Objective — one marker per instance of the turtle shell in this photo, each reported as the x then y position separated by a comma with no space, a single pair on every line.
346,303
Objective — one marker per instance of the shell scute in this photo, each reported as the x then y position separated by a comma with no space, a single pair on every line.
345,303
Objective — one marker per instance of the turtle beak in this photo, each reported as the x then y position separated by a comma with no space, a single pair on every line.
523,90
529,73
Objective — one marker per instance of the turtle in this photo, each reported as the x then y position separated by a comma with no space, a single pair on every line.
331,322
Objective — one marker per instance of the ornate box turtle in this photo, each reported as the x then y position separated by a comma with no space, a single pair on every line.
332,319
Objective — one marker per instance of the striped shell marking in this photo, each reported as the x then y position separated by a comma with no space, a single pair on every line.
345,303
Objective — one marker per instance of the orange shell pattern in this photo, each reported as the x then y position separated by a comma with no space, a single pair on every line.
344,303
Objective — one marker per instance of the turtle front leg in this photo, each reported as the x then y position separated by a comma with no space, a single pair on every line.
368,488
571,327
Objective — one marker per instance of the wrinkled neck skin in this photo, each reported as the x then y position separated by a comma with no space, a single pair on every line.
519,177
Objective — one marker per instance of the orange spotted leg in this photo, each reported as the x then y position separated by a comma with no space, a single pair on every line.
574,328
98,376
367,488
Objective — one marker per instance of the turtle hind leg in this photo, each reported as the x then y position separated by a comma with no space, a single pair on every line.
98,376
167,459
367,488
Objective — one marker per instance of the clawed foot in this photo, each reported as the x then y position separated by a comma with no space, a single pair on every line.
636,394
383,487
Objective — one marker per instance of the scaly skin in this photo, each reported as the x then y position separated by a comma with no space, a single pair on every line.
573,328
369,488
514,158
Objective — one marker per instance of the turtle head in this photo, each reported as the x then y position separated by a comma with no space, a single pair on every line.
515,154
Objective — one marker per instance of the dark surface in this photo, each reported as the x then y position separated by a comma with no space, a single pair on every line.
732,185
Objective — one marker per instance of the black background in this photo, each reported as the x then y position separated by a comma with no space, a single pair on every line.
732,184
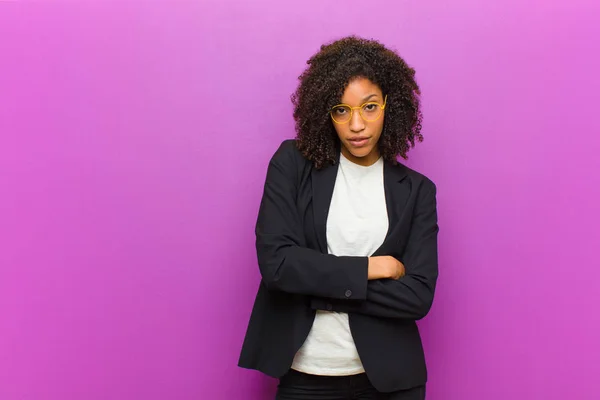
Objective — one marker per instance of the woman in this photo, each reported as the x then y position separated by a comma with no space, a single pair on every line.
346,236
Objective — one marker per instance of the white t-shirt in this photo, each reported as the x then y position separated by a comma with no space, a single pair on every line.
357,224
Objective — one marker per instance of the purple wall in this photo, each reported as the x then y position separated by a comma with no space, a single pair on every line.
134,139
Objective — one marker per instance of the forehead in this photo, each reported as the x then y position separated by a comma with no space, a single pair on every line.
360,89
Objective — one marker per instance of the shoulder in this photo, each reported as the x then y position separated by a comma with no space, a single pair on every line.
424,184
288,154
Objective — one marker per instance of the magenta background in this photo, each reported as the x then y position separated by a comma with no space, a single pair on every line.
134,138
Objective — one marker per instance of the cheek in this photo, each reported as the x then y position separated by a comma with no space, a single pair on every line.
339,130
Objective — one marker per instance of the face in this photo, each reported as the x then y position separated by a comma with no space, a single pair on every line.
359,137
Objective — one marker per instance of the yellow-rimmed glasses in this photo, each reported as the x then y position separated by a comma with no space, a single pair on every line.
370,111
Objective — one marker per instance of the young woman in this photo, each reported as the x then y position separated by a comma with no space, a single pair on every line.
346,236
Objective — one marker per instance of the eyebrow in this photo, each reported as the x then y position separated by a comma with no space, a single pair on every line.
369,96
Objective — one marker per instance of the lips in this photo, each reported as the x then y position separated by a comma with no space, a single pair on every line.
358,141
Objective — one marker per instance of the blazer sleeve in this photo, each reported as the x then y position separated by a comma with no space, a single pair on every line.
411,296
285,263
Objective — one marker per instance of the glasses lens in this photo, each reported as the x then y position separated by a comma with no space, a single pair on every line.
370,111
341,113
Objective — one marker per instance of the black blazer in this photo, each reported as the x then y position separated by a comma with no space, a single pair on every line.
299,277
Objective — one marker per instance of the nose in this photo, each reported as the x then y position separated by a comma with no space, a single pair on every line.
357,124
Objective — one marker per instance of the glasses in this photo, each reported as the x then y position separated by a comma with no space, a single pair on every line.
370,111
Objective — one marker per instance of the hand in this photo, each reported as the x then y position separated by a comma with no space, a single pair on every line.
385,267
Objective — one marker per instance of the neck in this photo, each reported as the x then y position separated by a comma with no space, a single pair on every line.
365,161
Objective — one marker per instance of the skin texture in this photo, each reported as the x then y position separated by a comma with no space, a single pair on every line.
358,92
331,76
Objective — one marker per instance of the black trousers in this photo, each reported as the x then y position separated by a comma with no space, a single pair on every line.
298,386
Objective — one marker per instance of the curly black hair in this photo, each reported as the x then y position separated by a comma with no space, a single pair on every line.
323,83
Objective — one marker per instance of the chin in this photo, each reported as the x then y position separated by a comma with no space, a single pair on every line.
360,153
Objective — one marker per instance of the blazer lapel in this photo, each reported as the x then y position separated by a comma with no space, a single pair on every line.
396,196
323,182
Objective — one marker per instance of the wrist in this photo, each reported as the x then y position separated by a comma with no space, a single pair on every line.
378,269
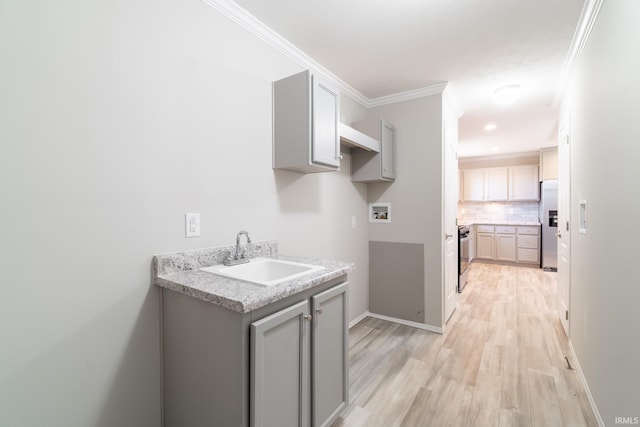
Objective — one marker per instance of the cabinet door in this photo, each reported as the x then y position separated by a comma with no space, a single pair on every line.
473,185
326,133
495,183
367,166
280,369
329,355
523,183
506,247
387,152
485,246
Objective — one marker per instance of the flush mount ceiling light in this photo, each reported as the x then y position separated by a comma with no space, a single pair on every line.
506,94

+--

Rewrite all the records above as a two-column CSV with the header instruction,points, one row per record. Put each record's text and its answer in their own quoted fields, replace line breaks with spaces, and leave out the pictures.

instruction,points
"Objective — one marker per instance of the turtle shell in this photo, each reported as the x then y position separated by a comma with no space, a single pair on every line.","346,303"
"Objective — one marker per instance of the shell scute in this photo, each reported as the x then y position separated by a comma with no space, a single pair on every line.","345,303"
"Objective — one marker per instance of the turtle beak in this photo, each reported as the x then y position separated by a comma with no space, a single pair on every line.","523,90 529,73"
"Objective — one marker per instance of the turtle in this photo, each reported as the x then y position separated by a comma with no space, a single pair on every line.","331,322"
"Objective — one marker per instance of the ornate box turtle in this photo, each reported as the x then y position separated by a comma with no space, a single pair on every line.","332,319"
"Objective — one marker per instance of the striped shell marking in this photo, each reported as the x then y position separated by a comma with no space, a single pair on every line.","345,303"
"Objective — one marker per instance of the orange shell pattern in this photo, each reported as the x then y position separated by a comma with no space, a single pair on every line.","344,303"
"Objective — one marker per instance of the turtle front leg in this photo, each reported as the x then y position separated by a comma with no space, a single pair on every line.","368,488 571,327"
"Objective — one marker per instance of the wrinkled neck skin in this photo, each reported as the x then y position separated by a comma with no space, a single pair on every line.","519,177"
"Objective — one marker per instance of the orange spotted leg in this photo, each reported as the x then y position separated by a comma with no space, a single pair on every line.","574,328 98,376 367,488"
"Objective — one marker per instance of the turtle hind leg in this photo, each reported as the x then y position separated by a comma with no space, a single pair on every line.","98,376 167,459 367,488"
"Objective — one marker per instance of the clawed foot in this photo, each reported as the x then y position separated by a comma with no space, a single pair on every line.","636,394 383,487"
"Objective — one marker per instance of the scaly skin in this photo, each reported as the x then y position separated by a comma with no space, a single pair on every line.","573,328 369,488 514,158"
"Objective — one marker per instance of the turtle head in this photo, each reported as the x then y position separated by a comma with no space, a single pair on every line.","515,154"
"Objective — one marker per instance of the dark surface in this photo, each reported as the x then y position separated by a comma with no space, a single pair on every line.","732,185"
"Objective — one marker per instance of the black background in this photo, each reported as the x then y position separated by a comma with no space, a single pair on every line.","732,184"
"Objective — one marker per instance of the woman in this photo, each reported as the x then y position separated by a comma with no space, a single pair on every line.","346,236"
"Objective — one marker per instance of the white t-shirt in this photo, each reported as the x then y position separated by a comma with no space, a single pair on every line.","357,224"
"Objective — one marker per instance of the purple wall in this photo, each reported as the x then y position separated by a comma with no space, a single pair on every line.","134,139"
"Objective — one marker per instance of the forehead in this photo, each reported as the x then y position separated by a comma with no space, a single pair on every line.","360,89"
"Objective — one marker per instance of the shoulder in this photo, each reported as the x then y position separated by a comma with no space, a single pair on every line.","424,184 288,154"
"Objective — one marker per instance of the magenta background in this photo, each reported as the x then y position separated by a comma with no space, a single pair on every line.","134,138"
"Objective — one marker per instance of the cheek in this photo, each reported as the x then y position separated by a comma with no space, a single pair on every line.","339,130"
"Objective — one marker per instance of the face in this photo, each reported as the x then y position separated by a comma with no space, a single pair on every line.","359,137"
"Objective — one marker per instance of the yellow-rimmed glasses in this photo, each reported as the x then y position separated by a comma with no space, a single pair on every line.","370,111"
"Objective — one marker per instance of the young woman in this photo, each reported as the x then y position separated by a comma with no space, a single pair on every line.","346,236"
"Objective — one marker per instance of the eyebrow in this photo, each reported as the x then y position separated by a comma with no space, a single pair on every line.","369,96"
"Objective — one marker per instance of the lips in this photo, each reported as the x then y position separated by a comma with no space, a single pair on every line.","358,141"
"Objective — one marker per instance of the blazer sleeve in this photo, each reported as the x then y position separated by a comma with no space, a single pair on every line.","411,296 285,263"
"Objective — one marker per instance of the glasses lens in this photo, each reported as the x then y position separated by a comma with no space, a single pair on every line.","370,111 341,113"
"Objective — one marker per instance of the black blazer in this photo, each reported as the x then y position separated by a comma with no space, a single pair on every line.","299,277"
"Objective — one marker per instance of the nose in this photo, each reported as the x then y position separated by a comma with no space, a single pair on every line.","357,124"
"Objective — one marker per instance of the glasses in this photo, each reported as the x then y position separated by a comma with no space, a single pair on every line.","370,111"
"Objective — one marker per instance of the hand in this photo, each reported as the x then y position separated by a comma with no space, a single pair on every line.","385,267"
"Objective — one marker per instance of the neck in this photo, each reported as the x then y position separated by a comma with no space, a single pair on every line.","365,161"
"Objective — one marker per instance of the skin texture in this photo, each reported as the x then y position separated by a comma with no space, a single pair on every line.","358,92 331,76"
"Objective — one marker per instance of the black trousers in this photo, each reported as the x then y position separated by a comma with no space, a single pair on every line.","298,386"
"Objective — one marker per instance of the curly black hair in this photo, each reported as the x then y position separated by a comma with no space, a single pair on every line.","323,83"
"Objective — one marker per instance of the chin in this photo, each reported as the x then y position separated by a comma with no space, a single pair on every line.","360,153"
"Objective — one marker per instance of the blazer lapel in this photo, each reported as the x then y position separated by a comma with no space, a single pair on every line.","396,196 323,182"
"Objective — one marker per instance of the wrist in this photo, each reported as the x then y position separated by a comma with no space, a single pair on every line.","378,269"
"Objective — one marker per instance of the cabinet door in this photo, each reported as the x then y position separated by a comma with no space, a single pair on every line.","473,185 326,133 495,183 367,166 280,369 329,355 523,183 506,247 387,152 485,246"
"Objective — one marker per instance of the flush mount ceiling light in this photo, each reported as the x then y position separated by a comma with no space, a single pair on every line.","506,94"